**Collection entries**
--------

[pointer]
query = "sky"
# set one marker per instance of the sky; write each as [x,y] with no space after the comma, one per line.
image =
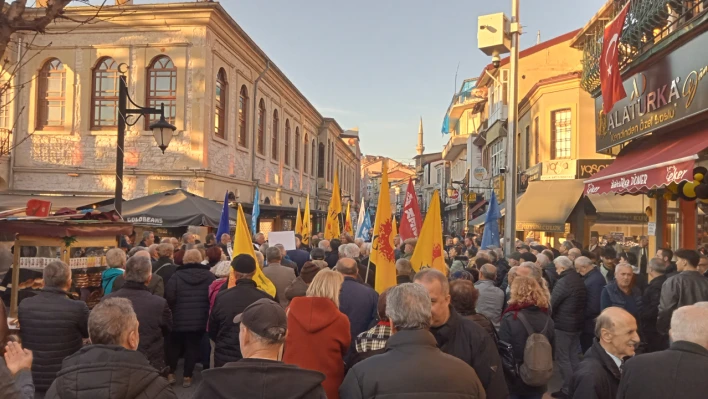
[381,65]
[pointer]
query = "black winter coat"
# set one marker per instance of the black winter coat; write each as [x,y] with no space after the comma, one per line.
[187,293]
[222,330]
[467,341]
[108,372]
[685,363]
[155,320]
[568,302]
[513,332]
[399,373]
[52,327]
[597,376]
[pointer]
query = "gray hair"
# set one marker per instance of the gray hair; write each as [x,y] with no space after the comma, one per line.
[115,257]
[138,269]
[110,320]
[564,262]
[57,274]
[408,307]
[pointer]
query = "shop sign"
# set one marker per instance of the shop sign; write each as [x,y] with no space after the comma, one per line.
[665,93]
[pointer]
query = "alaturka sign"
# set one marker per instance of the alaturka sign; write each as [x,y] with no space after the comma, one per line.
[670,90]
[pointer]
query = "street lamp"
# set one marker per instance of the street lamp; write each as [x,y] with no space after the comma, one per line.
[161,130]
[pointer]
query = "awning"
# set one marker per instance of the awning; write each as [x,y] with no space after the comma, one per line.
[546,205]
[650,162]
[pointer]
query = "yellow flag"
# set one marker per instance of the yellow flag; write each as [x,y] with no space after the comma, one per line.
[333,211]
[382,253]
[428,250]
[306,230]
[243,245]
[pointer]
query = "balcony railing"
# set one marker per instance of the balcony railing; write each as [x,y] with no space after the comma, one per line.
[648,23]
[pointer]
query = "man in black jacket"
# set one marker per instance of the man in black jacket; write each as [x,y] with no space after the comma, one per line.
[412,366]
[222,328]
[110,368]
[260,374]
[53,325]
[152,311]
[598,376]
[568,307]
[686,362]
[461,337]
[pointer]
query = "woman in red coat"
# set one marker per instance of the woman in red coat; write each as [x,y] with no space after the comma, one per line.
[318,333]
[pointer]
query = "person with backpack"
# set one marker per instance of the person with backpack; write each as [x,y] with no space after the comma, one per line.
[526,325]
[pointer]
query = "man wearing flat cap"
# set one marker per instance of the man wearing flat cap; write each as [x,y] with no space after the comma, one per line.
[261,374]
[229,303]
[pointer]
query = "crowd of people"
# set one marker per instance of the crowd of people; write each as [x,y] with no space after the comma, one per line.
[615,324]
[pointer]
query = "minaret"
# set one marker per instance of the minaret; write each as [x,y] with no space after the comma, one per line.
[420,148]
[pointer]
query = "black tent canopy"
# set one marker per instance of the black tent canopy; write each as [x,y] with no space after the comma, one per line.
[174,208]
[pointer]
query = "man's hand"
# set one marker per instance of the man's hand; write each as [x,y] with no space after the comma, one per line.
[17,358]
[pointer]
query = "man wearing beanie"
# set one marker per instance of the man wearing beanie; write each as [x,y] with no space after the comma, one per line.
[230,303]
[300,284]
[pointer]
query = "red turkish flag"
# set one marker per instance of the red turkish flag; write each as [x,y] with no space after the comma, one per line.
[610,78]
[411,221]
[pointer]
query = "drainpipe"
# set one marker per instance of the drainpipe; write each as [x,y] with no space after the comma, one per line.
[253,132]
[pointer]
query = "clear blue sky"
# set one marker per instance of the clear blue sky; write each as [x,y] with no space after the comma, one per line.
[381,64]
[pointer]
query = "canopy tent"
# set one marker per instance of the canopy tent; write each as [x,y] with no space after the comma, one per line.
[174,208]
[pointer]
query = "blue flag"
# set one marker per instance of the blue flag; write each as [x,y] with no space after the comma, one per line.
[224,222]
[491,224]
[256,211]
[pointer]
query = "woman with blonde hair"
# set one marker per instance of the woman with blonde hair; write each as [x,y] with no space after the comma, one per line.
[527,314]
[318,333]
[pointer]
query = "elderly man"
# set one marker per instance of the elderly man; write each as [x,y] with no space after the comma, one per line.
[152,311]
[594,284]
[461,337]
[683,289]
[53,325]
[111,367]
[398,371]
[491,298]
[598,375]
[568,300]
[685,361]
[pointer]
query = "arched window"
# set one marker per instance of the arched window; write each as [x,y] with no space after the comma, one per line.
[274,149]
[242,115]
[162,89]
[261,128]
[287,142]
[222,96]
[104,100]
[51,95]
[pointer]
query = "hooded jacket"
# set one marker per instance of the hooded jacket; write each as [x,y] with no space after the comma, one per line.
[260,379]
[187,293]
[318,338]
[108,372]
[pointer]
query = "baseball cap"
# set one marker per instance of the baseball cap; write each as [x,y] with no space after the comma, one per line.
[262,315]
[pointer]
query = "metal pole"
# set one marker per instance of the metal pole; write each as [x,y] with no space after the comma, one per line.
[510,220]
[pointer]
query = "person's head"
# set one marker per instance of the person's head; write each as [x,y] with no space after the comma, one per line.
[527,291]
[262,329]
[408,307]
[464,296]
[404,267]
[690,323]
[438,289]
[616,329]
[113,322]
[326,284]
[57,274]
[687,259]
[348,267]
[116,258]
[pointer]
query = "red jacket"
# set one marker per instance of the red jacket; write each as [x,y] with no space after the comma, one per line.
[318,338]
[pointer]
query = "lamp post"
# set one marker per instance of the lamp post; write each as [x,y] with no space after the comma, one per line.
[161,130]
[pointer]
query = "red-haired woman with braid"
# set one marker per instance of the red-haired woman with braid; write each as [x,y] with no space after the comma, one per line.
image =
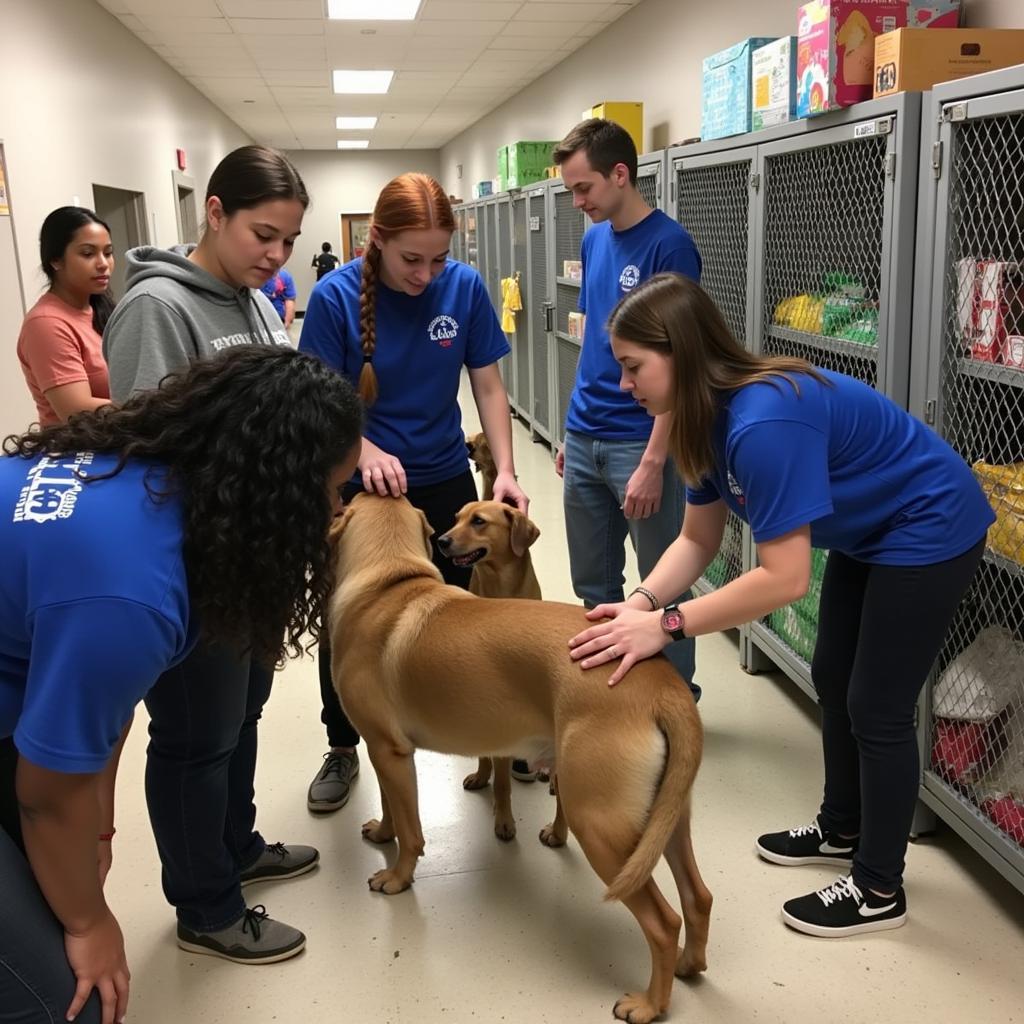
[401,322]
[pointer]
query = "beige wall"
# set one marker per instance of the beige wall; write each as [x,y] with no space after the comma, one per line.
[83,101]
[343,182]
[652,54]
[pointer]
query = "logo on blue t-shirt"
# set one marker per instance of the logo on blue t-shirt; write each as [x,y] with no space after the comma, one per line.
[735,489]
[52,488]
[630,278]
[443,330]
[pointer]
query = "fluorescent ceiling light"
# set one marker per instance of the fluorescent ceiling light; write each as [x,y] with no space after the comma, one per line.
[363,81]
[348,123]
[378,10]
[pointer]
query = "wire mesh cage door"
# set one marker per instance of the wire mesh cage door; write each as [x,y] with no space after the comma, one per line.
[504,263]
[538,231]
[520,265]
[712,198]
[649,180]
[824,214]
[975,749]
[569,227]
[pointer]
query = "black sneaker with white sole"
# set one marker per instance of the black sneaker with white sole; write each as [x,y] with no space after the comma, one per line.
[807,845]
[843,908]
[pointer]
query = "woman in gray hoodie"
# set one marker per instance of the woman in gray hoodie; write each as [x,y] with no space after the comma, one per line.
[183,304]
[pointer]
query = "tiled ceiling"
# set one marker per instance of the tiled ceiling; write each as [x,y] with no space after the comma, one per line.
[267,64]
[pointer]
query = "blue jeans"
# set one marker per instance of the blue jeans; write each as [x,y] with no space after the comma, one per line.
[199,780]
[595,478]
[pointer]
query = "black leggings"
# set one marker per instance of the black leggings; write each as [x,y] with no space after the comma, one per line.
[880,630]
[440,504]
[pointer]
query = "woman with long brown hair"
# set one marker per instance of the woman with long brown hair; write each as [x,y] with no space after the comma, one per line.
[810,459]
[401,323]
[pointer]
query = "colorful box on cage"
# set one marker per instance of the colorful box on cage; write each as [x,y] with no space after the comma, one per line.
[773,68]
[836,45]
[725,89]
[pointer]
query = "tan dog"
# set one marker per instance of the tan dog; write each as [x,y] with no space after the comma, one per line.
[496,539]
[418,664]
[479,453]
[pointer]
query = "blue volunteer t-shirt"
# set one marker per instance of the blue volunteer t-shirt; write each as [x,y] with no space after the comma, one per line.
[279,288]
[613,263]
[872,481]
[93,604]
[423,341]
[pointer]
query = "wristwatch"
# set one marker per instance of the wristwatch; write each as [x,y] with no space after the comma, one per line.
[672,622]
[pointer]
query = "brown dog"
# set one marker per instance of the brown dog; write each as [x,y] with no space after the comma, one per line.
[496,541]
[479,453]
[418,664]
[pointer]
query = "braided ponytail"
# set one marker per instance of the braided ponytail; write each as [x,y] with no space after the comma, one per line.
[411,202]
[368,323]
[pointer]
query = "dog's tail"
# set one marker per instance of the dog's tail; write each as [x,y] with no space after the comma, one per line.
[676,717]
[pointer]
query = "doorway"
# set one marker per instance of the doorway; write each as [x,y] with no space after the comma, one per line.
[354,235]
[184,208]
[125,212]
[16,410]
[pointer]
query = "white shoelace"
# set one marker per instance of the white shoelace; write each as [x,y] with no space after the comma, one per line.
[841,889]
[807,829]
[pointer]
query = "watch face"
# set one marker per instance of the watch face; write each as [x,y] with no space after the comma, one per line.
[672,621]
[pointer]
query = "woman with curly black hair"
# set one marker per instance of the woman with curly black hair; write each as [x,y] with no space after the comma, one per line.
[202,505]
[184,304]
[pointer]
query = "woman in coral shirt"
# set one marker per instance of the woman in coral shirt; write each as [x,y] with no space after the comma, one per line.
[60,343]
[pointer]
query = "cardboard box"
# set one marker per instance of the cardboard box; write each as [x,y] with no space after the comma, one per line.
[773,100]
[990,308]
[527,162]
[725,90]
[630,116]
[908,60]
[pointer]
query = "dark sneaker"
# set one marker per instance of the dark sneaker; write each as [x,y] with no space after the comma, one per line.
[254,938]
[280,861]
[807,845]
[520,770]
[333,785]
[842,908]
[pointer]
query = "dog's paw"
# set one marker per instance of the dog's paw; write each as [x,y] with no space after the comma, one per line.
[388,882]
[552,837]
[376,833]
[689,965]
[476,780]
[505,828]
[636,1009]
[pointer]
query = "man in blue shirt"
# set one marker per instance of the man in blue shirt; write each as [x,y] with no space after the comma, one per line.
[619,478]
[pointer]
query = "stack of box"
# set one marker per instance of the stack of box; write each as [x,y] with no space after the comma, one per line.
[629,116]
[836,45]
[725,94]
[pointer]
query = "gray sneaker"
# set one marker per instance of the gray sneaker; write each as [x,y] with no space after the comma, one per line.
[332,786]
[254,938]
[280,861]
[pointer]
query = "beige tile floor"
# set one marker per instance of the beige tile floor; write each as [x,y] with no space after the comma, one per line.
[518,933]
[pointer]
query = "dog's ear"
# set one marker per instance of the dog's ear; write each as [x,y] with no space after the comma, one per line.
[428,531]
[522,534]
[338,523]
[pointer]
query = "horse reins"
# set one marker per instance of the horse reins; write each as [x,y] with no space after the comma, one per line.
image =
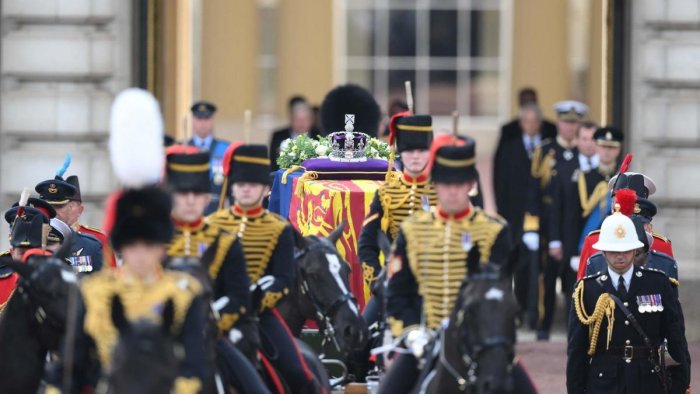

--------

**SHORT EXERCISE**
State how many lines of the listing above contain the string "cardboard", counting only matches in the same case, and give the number alone.

**TASK OUTPUT**
2